» **REQUIRED WORK**
In the entries starting at "Label check: the above image was tagged as containing the jan" and ending at "0;387;76;402", change "date stamp" to "timestamp" and write out those lines again with nothing else altered.

» **THE INPUT**
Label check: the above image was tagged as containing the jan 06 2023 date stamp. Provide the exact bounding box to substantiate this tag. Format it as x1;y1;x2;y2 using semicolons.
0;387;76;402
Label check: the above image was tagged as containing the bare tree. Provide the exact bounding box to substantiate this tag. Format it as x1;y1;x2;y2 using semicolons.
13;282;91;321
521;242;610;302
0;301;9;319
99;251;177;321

* * *

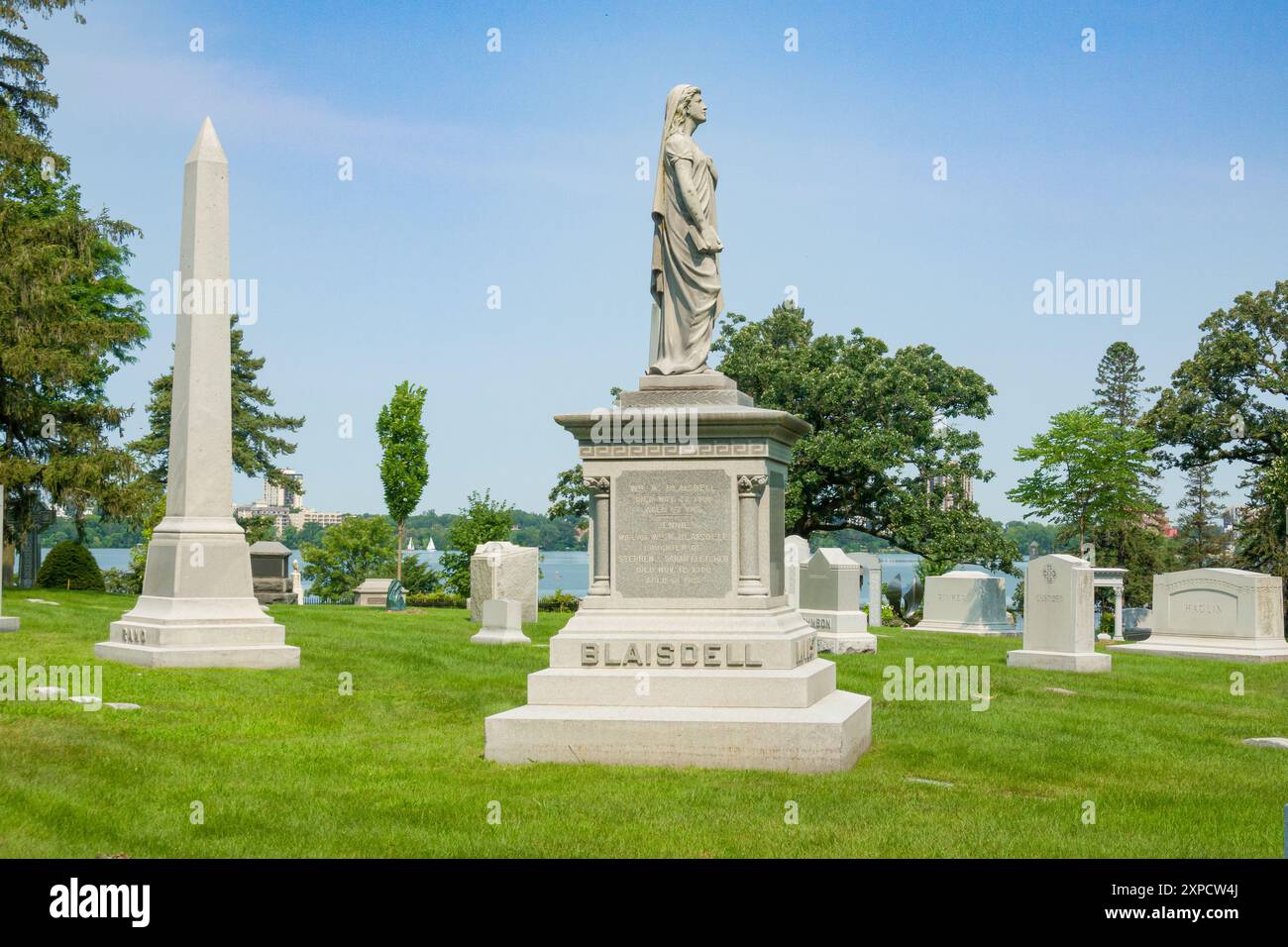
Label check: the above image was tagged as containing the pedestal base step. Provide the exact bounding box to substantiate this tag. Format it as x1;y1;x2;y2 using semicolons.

» **FINAL ANSWER**
Label check: the above image was tagged as containing the jan 06 2023 timestamp. Provide the exact bounding box to substantiate this tag. Format it as x1;y1;x2;y2 using semicolons.
0;387;76;402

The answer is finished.